Assignment A: In the abstract on spinal anesthesia documentation, retype the passage starting with "Methods: A retrospective" and going on through "size was achieved.".
Assignment B: According to the abstract on spinal anesthesia documentation, how many of the 100 caesarean section cases analyzed were emergency operations?
Assignment C: Translate this sentence from the abstract on spinal anesthesia documentation into Spanish: "A retrospective folder analysis was conducted at Mowbray Maternity Hospital in Cape Town, South Africa."

Documentation of spinal anaesthesia technique and block level at caesarean section at a secondary-level obstetrics hospital in South Africa
Keywords:spinal anaesthesia, caesarean section, documentation
Background: The ease of administration and relative safety of spinal anaesthesia have made this the preferred technique for both elective and many emergency caesarean sections. Complications include incomplete sensory block, resulting in intraoperative breakthrough pain, which is commonly associated with a successful medicolegal claim. If documentation of the spinal anaesthesia technique was found to be inadequate during the course of the medicolegal proceedings, it is likely that the decision would be agains the anaesthetist. The purpose of this study was to evaluate documentation by anaesthetists relating to the establishment of surgical anaesthesia utilising subarachnoid block.
Methods: A retrospective folder analysis was conducted at Mowbray Maternity Hospital in Cape Town, South Africa. One hundred consecutive spinal anaesthesia charts, each completed by a different anaesthetist, either a registrar or specialist, were analysed. Starting from 31 December 2018 and proceeding retrospectively in time, charts were included until the desired sample size was achieved.
Results: Of the 100 cases of spinal anaesthesia for caesarean section analysed, 68 were emergency and 32 were elective operations. Following a literature review, 12 variables were identified that required documentation so that adequate information would be available in the event of medicolegal action. Of these variables, 7 and 8 were recorded in 23% and 32% of the charts, respectively. Ninety per cent of the anaesthesia charts had inadequate documentation, defined as information on fewer than 10 of the specified variables.
Conclusion: The quality of documentation of both the procedure and block level during spinal anaesthesia for caesarean section was inadequate. National guidelines should be drafted and standardised to improve the quality of these records, both for quality of care and medicolegal purposes.

(Text-to-region grounding data)
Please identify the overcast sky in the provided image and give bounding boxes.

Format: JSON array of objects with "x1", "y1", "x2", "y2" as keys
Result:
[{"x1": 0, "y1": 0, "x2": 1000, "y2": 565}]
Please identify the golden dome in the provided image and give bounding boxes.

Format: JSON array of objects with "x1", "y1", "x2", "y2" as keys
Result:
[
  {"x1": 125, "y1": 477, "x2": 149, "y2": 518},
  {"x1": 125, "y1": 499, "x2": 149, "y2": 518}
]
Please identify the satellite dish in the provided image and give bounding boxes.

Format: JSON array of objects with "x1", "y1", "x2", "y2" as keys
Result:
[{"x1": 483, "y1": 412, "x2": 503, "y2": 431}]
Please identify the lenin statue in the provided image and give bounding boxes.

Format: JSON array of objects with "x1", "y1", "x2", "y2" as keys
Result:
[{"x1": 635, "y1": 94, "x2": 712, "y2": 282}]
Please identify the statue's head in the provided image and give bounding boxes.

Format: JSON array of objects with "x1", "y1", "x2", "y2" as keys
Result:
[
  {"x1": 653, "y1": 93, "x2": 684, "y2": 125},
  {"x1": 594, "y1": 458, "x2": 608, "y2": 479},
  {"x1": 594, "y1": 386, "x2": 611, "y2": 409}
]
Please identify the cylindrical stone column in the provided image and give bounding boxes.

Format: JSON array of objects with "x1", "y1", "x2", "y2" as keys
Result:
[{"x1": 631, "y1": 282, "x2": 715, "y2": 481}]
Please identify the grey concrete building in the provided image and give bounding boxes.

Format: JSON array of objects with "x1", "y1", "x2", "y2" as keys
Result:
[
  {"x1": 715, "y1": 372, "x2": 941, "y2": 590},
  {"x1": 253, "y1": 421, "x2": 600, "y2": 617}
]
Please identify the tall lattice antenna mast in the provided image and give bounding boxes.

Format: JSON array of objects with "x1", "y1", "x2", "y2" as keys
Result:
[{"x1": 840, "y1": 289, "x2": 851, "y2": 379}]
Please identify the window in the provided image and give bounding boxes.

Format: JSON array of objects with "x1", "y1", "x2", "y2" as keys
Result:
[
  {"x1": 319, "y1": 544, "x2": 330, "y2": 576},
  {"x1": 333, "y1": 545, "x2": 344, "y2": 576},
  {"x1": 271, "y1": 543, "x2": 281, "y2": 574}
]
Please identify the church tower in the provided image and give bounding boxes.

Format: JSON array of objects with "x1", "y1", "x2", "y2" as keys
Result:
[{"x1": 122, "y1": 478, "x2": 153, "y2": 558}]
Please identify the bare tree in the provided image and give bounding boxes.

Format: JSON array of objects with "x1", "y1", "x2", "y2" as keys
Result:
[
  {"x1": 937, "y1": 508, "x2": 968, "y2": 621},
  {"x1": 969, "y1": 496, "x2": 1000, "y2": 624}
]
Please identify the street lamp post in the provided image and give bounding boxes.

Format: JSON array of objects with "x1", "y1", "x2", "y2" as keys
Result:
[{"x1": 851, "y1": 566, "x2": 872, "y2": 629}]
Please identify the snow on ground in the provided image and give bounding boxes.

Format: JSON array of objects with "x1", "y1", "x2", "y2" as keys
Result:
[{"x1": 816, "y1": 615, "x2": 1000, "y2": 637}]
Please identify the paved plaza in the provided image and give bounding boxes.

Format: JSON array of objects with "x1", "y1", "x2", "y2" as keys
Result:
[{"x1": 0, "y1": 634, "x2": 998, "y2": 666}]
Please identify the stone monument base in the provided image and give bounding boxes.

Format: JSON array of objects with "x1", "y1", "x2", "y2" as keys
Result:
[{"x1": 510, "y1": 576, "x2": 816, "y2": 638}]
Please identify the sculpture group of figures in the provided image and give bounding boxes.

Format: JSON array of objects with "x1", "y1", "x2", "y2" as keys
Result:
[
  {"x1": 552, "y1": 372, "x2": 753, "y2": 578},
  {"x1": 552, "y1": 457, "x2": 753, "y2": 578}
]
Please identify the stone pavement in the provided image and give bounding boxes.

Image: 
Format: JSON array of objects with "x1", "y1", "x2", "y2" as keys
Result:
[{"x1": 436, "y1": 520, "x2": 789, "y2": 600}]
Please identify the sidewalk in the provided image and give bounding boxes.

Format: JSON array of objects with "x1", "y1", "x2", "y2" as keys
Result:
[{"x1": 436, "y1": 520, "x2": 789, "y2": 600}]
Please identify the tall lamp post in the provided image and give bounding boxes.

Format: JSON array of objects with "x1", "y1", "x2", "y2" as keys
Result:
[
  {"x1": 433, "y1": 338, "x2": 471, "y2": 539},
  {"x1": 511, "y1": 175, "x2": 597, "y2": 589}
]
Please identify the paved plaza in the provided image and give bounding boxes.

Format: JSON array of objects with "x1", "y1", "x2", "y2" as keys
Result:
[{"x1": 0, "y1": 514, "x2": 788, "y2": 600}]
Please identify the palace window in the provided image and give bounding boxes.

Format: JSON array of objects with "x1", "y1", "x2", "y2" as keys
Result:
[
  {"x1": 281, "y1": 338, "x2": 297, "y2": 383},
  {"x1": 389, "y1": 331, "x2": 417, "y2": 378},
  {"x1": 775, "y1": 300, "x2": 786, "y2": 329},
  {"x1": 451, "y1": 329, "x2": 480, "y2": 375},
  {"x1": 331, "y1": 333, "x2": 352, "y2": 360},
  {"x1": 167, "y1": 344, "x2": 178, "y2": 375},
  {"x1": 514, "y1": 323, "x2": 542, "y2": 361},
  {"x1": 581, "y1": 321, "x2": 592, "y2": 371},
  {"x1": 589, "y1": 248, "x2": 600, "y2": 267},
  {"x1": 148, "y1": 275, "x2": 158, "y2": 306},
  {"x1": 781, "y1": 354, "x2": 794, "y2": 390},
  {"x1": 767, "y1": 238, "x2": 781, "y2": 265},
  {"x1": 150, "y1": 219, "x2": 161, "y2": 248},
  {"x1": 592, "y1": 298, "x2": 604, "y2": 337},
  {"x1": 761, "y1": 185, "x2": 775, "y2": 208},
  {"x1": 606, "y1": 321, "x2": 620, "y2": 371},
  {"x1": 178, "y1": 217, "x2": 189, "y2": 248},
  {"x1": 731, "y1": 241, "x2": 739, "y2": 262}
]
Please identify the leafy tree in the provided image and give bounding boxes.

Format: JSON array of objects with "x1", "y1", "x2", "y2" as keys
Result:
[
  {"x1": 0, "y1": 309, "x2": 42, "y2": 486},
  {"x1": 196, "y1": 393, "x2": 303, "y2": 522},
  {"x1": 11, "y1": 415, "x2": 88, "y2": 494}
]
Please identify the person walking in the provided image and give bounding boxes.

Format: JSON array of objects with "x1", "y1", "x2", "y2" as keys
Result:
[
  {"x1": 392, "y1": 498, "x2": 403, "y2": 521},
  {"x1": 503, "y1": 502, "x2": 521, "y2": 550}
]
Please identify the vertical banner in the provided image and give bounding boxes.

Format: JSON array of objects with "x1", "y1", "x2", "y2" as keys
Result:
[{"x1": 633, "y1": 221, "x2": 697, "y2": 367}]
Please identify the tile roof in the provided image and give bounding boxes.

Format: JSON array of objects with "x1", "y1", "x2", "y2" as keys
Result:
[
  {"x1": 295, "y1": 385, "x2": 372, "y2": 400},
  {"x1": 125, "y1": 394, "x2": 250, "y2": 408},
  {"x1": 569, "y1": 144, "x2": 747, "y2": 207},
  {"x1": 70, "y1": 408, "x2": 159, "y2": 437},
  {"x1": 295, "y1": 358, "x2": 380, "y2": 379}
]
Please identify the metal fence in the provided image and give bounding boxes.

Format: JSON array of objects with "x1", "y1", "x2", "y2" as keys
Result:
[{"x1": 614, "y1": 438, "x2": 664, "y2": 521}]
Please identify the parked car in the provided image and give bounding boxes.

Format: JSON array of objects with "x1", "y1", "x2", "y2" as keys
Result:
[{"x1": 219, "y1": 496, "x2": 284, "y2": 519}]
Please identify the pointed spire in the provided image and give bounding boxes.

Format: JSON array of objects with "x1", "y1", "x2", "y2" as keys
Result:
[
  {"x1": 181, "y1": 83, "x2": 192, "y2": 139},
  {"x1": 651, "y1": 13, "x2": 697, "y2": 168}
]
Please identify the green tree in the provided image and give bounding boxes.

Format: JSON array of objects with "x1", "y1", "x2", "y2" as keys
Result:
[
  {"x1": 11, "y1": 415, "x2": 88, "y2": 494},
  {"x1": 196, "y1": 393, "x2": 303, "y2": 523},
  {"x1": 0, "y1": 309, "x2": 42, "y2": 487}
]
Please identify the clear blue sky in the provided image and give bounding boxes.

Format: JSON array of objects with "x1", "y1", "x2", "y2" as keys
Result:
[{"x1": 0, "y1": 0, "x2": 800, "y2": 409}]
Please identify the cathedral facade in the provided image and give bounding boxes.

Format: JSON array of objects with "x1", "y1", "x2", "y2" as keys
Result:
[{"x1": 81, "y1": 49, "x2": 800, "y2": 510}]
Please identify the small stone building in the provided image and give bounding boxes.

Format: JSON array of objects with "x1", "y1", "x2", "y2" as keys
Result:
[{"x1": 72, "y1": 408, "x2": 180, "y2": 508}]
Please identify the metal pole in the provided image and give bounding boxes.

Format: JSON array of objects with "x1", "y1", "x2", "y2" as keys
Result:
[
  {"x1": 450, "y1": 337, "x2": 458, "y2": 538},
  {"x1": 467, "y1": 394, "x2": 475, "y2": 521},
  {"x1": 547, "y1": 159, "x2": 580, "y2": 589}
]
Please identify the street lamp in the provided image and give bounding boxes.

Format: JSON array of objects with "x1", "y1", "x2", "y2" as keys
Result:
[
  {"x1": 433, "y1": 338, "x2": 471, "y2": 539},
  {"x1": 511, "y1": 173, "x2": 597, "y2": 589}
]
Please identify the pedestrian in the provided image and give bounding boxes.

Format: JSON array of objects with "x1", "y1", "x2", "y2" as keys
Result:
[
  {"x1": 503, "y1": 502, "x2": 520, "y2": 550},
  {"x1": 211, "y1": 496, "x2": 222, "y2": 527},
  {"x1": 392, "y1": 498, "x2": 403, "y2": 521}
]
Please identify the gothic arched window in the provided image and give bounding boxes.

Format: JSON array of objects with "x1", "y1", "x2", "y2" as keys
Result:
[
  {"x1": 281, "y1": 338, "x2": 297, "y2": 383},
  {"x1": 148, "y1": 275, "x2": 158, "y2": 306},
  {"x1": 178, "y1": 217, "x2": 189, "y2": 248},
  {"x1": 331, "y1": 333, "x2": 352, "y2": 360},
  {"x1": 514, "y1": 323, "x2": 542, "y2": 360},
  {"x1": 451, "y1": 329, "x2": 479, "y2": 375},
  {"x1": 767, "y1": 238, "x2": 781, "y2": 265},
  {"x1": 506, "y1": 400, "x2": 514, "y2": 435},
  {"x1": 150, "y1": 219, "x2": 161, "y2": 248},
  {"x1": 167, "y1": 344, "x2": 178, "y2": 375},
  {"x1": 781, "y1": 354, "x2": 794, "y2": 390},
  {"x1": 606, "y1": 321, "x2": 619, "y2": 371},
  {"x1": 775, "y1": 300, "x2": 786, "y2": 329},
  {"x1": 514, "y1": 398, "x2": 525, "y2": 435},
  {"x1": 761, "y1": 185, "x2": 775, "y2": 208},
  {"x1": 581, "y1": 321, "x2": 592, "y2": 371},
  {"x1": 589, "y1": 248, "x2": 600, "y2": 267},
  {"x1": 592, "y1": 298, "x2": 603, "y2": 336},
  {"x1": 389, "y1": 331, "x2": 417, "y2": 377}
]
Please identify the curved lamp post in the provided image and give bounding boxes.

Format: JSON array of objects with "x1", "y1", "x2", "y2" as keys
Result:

Response area A:
Methods: A retrospective folder analysis was conducted at Mowbray Maternity Hospital in Cape Town, South Africa. One hundred consecutive spinal anaesthesia charts, each completed by a different anaesthetist, either a registrar or specialist, were analysed. Starting from 31 December 2018 and proceeding retrospectively in time, charts were included until the desired sample size was achieved.

Response area B: 68

Response area C: Se realizó un análisis retrospectivo de expedientes en el Mowbray Maternity Hospital de Ciudad del Cabo, Sudáfrica.